▸ **Text block**
══════════════════════════════

Hawaiian man dies after falling into a lava tube hidden in his backyard
In concrete jungles, there's the fear of falling through a sidewalk grate. In parts of Hawaii, there are lava tubes.
They form during volcanic eruptions, starting their lives as rivers of lava and flowing downstream as they branch out into smaller channels like the roots of a tree. Then the exposed lava cools and hardens. A roof forms over the river, allowing the lava beneath it to go on flowing for months until it slows and drains and hollows - becoming a tube.
Despite their ubiquity on Hawaii's Big Island, it's rare for someone to actually fall into a lava tube, experts have said. But it can happen.
And on Monday, police said it happened to an elderly man - in his own backyard.
The man, reportedly in his early 70s, appeared to be trimming branches in his yard this week when he fell "through a soft area of ground" into a hidden lava tube on his property and died, according to a Wednesday statement from police on Hawaii's Big Island.
Police arrived at the man's home in Hilo, on the island's east coast, to perform a welfare check Monday after one of the man's friends called to report him missing, Big Island Now reported. Rescue personnel discovered him resting at the bottom of the two-foot-wide lava tube, 22 feet below ground.
He was transported to the hospital, where he was pronounced dead, police said. An autopsy performed Tuesday found that he died "as a result of injuries consistent with falling," and no foul play is suspected, police said.
It's unclear exactly how the man fell into the lava tube. Ken Hon, a volcanologist at the University of Hawaii at Hilo, told The Washington Post he suspects that the hole was already there and that the man likely just didn't see it ― possibly because it was covered in overgrowth. Plenty on the island are, Hon said. The tubes are everywhere: in neighborhoods and underneath streets, in forests and national parks like an underground cave system right beneath your feet.
"You could be standing on one and not even know it," Hon said.
The holes, he said, are called "skylights." "That's where a thin part of the roof collapses, so you'll have a hole into the lava tube," he said. "If you think of a skylight in a house, it's just a window up in the roof. The skylight is a hole in the roof of the cave."

══════════════════════════════

▸ **Work required**
Answer these questions from the article about the man who fell into a lava tube, one answer per line:
1. How far below ground did rescue personnel find the man?
2. In what town was the man's home?
3. What name is given to the holes where a thin part of a lava tube's roof collapses?

▸ **Entries supplied**
══════════════════════════════

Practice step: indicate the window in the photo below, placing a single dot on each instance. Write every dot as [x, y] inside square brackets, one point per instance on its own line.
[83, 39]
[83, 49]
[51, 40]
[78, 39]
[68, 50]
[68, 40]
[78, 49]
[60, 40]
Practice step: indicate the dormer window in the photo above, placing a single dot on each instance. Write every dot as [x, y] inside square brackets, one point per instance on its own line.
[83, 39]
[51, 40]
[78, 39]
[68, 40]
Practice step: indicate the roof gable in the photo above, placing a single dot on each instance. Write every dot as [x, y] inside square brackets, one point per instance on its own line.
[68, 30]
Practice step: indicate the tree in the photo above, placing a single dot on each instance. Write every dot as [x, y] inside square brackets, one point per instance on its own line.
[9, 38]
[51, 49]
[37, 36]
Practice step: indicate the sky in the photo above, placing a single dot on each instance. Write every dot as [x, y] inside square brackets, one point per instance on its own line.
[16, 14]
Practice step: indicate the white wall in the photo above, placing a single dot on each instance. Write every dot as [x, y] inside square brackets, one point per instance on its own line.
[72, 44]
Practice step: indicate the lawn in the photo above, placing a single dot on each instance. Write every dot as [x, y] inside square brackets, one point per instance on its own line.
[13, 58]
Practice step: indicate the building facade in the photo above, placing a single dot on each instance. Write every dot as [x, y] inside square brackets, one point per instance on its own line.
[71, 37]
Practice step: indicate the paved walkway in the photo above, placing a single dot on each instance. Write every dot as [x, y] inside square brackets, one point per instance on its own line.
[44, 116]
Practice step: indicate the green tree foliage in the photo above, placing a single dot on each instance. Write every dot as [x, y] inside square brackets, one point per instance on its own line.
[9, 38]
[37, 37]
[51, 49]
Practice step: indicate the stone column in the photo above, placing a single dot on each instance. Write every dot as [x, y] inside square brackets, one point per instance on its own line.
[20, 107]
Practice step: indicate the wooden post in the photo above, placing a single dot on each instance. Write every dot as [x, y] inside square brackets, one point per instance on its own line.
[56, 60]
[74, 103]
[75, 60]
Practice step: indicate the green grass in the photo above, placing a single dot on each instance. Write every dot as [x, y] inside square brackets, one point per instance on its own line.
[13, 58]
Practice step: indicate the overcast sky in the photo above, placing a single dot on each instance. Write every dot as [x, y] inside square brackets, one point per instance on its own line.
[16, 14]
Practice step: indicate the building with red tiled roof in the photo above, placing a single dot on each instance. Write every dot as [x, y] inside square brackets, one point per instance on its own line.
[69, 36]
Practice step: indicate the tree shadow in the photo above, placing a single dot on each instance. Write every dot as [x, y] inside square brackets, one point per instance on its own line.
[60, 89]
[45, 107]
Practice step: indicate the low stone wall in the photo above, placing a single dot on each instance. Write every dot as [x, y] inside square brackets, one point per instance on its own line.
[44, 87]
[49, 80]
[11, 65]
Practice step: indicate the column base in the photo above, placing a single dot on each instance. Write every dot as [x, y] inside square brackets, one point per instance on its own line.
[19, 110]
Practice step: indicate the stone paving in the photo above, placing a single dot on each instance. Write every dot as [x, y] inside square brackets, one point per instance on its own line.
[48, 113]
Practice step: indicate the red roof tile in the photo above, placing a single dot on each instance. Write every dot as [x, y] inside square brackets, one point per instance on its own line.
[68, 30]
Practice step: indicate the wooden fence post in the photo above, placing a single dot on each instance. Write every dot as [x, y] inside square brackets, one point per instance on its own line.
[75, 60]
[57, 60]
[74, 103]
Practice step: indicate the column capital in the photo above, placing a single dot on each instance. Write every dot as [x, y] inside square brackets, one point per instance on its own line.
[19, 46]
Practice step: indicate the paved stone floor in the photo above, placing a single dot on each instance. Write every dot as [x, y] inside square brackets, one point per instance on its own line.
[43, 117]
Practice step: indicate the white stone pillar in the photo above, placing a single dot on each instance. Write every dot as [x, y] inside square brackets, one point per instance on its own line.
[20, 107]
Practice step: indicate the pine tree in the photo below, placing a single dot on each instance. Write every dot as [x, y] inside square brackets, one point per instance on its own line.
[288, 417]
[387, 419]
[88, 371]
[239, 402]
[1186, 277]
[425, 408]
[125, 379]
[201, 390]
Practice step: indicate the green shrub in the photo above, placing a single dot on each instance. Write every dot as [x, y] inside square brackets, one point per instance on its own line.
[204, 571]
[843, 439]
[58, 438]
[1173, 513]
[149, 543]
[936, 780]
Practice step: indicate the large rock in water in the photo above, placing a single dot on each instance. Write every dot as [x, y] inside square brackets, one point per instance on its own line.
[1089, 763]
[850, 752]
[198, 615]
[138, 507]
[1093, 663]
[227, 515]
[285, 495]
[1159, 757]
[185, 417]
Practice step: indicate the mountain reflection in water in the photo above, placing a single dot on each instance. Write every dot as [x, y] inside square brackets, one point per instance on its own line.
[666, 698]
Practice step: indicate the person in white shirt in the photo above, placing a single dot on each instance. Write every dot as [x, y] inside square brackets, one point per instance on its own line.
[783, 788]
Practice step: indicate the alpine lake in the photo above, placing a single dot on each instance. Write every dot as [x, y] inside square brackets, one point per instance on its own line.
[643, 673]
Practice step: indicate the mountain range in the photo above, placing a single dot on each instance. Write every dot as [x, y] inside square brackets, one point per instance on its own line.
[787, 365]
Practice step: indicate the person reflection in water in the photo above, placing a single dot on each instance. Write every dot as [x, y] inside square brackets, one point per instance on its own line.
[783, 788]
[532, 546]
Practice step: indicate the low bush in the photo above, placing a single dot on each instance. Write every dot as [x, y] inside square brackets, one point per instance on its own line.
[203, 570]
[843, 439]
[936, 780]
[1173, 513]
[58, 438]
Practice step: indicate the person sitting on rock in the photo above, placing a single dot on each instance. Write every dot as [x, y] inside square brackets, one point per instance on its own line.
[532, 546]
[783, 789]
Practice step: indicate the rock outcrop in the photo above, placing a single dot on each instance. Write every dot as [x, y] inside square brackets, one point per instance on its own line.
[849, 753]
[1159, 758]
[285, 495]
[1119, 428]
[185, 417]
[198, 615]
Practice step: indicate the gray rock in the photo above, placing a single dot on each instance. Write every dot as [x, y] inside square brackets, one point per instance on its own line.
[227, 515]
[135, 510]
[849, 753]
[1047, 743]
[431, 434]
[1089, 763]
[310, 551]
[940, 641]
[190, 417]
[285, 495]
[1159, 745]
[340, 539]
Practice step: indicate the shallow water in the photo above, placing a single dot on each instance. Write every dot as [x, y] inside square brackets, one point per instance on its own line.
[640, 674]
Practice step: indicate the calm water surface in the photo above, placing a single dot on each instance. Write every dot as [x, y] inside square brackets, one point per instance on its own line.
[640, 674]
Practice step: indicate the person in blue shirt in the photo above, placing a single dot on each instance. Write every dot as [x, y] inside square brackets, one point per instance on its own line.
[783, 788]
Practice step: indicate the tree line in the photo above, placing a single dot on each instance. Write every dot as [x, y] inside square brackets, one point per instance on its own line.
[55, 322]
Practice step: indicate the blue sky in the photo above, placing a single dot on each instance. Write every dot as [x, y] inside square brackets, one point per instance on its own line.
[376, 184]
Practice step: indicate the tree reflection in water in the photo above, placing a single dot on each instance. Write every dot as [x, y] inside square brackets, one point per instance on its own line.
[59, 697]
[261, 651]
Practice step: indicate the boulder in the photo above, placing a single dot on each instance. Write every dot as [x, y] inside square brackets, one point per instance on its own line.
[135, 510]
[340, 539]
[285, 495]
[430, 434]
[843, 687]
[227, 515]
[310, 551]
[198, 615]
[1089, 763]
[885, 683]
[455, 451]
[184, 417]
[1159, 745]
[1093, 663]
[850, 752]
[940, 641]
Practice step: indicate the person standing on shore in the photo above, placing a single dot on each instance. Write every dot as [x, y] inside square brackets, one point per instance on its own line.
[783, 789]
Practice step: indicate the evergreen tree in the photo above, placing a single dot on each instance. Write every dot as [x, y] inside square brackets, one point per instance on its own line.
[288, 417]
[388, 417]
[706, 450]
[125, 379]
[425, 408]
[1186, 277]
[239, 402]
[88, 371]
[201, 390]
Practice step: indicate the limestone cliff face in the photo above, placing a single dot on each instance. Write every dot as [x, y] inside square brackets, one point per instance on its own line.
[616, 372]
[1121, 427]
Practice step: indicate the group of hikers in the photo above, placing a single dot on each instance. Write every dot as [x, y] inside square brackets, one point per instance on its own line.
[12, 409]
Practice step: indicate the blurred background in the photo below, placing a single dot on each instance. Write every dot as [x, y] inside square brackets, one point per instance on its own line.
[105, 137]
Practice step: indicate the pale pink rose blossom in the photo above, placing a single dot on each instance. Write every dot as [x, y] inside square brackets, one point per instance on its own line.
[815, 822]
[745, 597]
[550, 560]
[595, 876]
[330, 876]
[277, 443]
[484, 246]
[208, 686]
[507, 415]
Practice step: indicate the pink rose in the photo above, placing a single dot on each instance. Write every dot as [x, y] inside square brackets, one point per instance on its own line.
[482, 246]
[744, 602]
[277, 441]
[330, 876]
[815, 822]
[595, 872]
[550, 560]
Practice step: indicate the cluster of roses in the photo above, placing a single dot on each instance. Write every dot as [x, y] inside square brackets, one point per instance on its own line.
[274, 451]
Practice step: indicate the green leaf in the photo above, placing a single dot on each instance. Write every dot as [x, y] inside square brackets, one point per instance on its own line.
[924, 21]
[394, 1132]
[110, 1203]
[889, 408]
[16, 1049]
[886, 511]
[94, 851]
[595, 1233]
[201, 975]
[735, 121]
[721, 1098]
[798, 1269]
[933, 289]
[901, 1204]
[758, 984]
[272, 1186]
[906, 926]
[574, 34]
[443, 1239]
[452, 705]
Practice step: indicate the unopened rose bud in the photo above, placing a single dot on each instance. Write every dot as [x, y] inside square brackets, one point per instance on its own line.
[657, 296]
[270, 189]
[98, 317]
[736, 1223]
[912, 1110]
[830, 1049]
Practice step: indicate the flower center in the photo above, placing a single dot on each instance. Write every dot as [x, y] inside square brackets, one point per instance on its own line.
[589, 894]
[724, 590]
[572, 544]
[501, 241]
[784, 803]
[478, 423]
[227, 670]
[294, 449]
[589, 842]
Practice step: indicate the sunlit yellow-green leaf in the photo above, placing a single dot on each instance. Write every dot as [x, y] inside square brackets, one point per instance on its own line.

══════════════════════════════

▸ **Answer box**
1. 22 feet
2. Hilo
3. Skylights